── SOURCE TEXT

Issue: Completion handlers (RetentionHandler, FollowUpHandler, EventPublisher) and schedulers have no way to signal:

Whether they succeeded or failed
What errors occurred (only logged)
Whether they should trigger alerting/retry

Example Gap — RetentionHandler:

ruby

def call(source:, result:)
  pruner.call(...)
rescue StandardError => error
  Rails.logger.error("[SourceMonitor] Retention pruning failed...")
  nil  # ← No signal to caller that this failed
end

If retention fails, FetchRunner has no way to know, and the source continues as if pruning succeeded.

S5: Pipeline Error Paths Have Inconsistent Logging

Current Logging Patterns:

Component	Log Level	Format	Consistency
`FetchFeedJob`	error	`[SourceMonitor::FetchFeedJob] message`	✓ Consistent
`ImportSessionHealthCheckJob`	error	`[SourceMonitor::ImportSessionHealthCheckJob] message`	✓ Consistent
`ScrapeItemJob`	info	`[SourceMonitor::ManualScrape] payload.to_json`	✗ Wrong level (should be error for failures)
`SourceHealthCheckJob`	error	`[SourceMonitor::SourceHealthCheckJob] message`	✓ Consistent
`RetentionHandler`	error	`[SourceMonitor] Retention pruning failed...`	✗ Missing job/handler name
`FollowUpHandler`	error	`[SourceMonitor] FollowUpHandler: failed...`	✗ Inconsistent with other handlers
`FeedFetcher`	instrumentation	Struct fields + events	✓ Structured
`RetryPolicy`	none	No logging	✗ Silent failures possible

Issues:

ScrapeItemJob logs at info level even for errors (should be warn or error)

────

-- DIRECTIVE A --
Pick out each line of the listing below that contains the string "rider", matching case exactly, and copy those lines unchanged.

── RECORDS SHOWN

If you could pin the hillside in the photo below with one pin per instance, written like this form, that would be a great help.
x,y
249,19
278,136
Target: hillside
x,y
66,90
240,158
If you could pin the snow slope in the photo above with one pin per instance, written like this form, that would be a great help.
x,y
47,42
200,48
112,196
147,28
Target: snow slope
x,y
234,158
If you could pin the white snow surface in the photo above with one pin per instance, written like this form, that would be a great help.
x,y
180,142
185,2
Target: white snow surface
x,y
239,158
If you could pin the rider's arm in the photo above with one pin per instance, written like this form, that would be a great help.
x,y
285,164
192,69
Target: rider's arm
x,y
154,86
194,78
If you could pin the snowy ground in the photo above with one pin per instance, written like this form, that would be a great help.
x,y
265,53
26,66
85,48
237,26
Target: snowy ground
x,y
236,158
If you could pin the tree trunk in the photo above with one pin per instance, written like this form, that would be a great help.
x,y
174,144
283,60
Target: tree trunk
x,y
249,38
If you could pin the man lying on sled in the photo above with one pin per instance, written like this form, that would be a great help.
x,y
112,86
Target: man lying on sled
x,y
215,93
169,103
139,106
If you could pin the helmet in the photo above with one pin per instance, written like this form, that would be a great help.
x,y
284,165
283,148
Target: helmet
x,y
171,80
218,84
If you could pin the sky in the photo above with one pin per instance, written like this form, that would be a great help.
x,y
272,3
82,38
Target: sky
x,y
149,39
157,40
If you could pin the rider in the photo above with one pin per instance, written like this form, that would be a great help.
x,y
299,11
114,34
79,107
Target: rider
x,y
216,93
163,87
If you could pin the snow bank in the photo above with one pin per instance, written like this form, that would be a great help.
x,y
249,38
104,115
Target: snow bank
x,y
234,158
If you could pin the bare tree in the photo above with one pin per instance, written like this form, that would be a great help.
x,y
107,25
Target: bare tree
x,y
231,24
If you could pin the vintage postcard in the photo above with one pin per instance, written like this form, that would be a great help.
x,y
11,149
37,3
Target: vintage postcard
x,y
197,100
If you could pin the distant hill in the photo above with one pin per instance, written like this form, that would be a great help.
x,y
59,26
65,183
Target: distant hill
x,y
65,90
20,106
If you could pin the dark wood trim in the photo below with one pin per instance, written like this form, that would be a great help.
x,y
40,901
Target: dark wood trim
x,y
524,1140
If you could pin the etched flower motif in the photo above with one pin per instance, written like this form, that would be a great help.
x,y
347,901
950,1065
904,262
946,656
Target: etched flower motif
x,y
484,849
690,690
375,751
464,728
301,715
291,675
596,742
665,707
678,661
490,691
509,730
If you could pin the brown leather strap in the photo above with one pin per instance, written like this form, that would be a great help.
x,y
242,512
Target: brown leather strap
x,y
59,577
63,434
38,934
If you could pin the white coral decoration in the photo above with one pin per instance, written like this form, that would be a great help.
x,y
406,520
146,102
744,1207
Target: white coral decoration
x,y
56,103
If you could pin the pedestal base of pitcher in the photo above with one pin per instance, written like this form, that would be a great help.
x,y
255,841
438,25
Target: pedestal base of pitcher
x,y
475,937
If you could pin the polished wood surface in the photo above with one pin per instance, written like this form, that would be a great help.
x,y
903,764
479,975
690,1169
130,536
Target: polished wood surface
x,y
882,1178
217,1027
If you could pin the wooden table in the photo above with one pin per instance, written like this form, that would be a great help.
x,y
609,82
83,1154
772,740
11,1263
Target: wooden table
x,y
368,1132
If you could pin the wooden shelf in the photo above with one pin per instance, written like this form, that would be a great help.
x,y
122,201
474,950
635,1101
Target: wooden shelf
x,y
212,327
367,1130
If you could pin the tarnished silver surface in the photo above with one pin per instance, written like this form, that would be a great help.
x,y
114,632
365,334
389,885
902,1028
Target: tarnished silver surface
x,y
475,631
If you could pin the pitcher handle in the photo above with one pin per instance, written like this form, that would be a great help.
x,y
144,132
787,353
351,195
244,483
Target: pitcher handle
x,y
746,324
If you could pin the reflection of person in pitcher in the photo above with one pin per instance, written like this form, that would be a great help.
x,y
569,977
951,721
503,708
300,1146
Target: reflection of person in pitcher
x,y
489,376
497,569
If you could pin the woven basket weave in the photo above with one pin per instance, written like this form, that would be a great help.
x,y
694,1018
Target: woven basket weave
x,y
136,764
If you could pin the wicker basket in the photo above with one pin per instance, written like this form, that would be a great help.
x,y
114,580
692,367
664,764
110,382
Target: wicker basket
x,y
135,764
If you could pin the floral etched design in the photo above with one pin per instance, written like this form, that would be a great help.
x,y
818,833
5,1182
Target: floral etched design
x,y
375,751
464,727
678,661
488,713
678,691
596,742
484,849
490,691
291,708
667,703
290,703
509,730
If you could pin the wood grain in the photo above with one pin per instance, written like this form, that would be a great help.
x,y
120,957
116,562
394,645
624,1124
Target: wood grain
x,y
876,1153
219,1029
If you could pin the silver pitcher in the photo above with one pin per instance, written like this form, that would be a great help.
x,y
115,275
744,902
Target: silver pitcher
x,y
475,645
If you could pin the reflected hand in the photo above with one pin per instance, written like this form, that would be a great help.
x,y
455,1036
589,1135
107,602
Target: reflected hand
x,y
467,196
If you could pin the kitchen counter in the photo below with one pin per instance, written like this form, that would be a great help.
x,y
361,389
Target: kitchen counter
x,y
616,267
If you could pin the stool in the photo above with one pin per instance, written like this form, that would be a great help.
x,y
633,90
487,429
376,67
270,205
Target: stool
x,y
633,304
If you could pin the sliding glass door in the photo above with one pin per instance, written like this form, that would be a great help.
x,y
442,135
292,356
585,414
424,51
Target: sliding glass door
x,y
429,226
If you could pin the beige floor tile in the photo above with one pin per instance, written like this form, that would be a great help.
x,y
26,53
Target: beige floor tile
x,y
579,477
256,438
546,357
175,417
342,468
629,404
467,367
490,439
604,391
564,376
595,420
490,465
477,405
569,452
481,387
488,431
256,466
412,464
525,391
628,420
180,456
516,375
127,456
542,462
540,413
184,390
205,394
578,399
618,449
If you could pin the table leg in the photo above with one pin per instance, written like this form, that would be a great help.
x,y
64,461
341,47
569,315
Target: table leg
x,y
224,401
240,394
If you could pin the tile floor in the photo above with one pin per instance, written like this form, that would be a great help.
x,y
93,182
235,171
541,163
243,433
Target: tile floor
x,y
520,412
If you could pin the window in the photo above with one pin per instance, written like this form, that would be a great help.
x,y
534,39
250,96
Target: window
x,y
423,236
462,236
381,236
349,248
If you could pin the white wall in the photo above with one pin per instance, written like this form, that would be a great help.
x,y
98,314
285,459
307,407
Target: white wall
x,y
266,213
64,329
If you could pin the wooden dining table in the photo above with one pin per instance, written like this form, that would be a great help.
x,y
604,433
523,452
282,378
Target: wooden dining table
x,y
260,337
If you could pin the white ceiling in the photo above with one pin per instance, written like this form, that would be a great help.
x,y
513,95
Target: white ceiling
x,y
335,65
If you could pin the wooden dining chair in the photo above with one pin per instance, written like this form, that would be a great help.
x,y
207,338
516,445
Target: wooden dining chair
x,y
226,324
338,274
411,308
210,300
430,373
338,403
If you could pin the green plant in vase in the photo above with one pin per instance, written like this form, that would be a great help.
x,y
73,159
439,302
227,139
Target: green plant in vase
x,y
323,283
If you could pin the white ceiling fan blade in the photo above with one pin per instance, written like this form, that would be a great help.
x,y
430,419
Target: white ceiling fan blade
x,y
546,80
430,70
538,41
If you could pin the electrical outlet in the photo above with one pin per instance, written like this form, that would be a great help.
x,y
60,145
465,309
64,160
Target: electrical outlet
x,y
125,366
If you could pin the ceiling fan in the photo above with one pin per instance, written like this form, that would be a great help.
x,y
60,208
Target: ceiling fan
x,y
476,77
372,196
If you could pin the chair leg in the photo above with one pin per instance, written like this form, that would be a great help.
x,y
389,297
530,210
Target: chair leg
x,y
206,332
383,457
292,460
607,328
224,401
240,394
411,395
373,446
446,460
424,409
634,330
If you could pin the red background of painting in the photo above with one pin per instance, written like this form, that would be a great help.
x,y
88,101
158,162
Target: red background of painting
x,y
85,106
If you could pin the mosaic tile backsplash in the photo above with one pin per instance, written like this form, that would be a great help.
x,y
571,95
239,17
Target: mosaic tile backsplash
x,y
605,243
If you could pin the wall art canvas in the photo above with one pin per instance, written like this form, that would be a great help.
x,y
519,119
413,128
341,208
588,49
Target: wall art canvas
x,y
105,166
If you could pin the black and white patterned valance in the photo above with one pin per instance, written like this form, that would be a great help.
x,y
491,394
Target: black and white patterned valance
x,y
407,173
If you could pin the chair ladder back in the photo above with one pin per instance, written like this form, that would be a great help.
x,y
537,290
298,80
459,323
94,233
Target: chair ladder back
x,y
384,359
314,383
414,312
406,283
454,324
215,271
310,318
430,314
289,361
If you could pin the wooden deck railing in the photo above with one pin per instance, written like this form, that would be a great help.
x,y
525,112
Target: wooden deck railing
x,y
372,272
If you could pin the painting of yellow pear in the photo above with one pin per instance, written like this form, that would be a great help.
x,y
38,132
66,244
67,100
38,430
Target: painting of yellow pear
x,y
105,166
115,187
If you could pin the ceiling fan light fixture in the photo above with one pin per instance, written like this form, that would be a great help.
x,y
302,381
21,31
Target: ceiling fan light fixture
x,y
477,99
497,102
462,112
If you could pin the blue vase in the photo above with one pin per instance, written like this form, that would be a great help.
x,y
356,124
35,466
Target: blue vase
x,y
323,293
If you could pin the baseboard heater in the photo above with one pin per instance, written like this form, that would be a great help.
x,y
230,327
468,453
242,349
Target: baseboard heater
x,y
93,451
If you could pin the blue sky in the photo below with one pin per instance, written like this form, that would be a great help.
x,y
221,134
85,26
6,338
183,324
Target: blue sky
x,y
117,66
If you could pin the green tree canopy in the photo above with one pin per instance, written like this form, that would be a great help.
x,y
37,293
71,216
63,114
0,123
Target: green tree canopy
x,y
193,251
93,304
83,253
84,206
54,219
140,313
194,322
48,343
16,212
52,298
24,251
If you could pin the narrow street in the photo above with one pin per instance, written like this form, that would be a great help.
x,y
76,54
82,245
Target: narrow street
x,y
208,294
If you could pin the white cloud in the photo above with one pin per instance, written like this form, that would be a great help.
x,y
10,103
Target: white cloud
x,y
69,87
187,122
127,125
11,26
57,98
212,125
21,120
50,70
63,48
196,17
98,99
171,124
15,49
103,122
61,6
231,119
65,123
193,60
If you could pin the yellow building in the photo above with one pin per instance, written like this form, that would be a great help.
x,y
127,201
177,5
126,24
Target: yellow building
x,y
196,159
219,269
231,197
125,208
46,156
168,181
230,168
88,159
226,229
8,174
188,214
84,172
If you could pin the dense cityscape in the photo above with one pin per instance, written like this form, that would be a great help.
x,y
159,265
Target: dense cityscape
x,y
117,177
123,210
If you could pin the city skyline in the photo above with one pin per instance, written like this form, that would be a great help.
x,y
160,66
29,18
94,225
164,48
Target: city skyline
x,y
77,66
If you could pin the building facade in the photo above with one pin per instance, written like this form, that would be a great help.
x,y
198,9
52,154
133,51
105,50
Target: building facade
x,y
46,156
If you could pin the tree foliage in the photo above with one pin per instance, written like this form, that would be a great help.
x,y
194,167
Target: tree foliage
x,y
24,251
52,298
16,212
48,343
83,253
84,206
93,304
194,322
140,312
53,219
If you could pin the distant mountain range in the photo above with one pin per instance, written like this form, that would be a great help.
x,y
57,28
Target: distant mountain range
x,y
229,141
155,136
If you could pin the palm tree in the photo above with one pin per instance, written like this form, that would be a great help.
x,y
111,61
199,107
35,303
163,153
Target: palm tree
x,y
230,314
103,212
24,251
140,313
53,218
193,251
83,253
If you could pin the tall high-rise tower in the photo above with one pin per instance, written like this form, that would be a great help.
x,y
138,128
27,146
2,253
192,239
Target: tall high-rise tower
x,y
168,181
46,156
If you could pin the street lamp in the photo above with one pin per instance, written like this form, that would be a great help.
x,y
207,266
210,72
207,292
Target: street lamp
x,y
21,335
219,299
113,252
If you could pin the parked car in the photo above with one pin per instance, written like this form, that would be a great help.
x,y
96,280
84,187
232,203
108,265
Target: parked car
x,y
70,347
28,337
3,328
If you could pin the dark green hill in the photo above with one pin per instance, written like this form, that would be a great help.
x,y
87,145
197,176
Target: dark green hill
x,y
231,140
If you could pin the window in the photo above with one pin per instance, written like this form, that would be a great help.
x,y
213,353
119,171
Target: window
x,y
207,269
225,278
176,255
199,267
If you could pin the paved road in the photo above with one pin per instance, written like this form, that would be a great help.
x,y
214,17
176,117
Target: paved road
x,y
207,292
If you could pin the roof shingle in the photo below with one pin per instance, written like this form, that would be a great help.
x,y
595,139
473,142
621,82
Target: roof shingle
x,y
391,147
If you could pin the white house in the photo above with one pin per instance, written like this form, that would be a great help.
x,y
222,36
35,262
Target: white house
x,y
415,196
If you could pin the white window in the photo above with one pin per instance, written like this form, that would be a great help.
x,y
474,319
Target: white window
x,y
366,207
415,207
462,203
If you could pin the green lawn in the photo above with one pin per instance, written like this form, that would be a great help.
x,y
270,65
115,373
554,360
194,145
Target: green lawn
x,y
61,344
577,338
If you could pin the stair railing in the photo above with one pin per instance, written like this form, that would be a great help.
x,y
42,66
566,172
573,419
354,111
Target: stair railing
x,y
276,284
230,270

────

-- DIRECTIVE B --
Reproduce the passage of the issue text between "def call(source:, result:)" and "if pruning succeeded.", inclusive, without altering anything.

-- EXERCISE OUTPUT A --
If you could pin the rider's arm in the photo above with one pin per instance, written like this form, that would be a great help.
Target: rider's arm
If you could pin the rider in the photo above with one pin per instance, written like this form, that would be a great help.
Target: rider

-- EXERCISE OUTPUT B --
def call(source:, result:)
  pruner.call(...)
rescue StandardError => error
  Rails.logger.error("[SourceMonitor] Retention pruning failed...")
  nil  # ← No signal to caller that this failed
end

If retention fails, FetchRunner has no way to know, and the source continues as if pruning succeeded.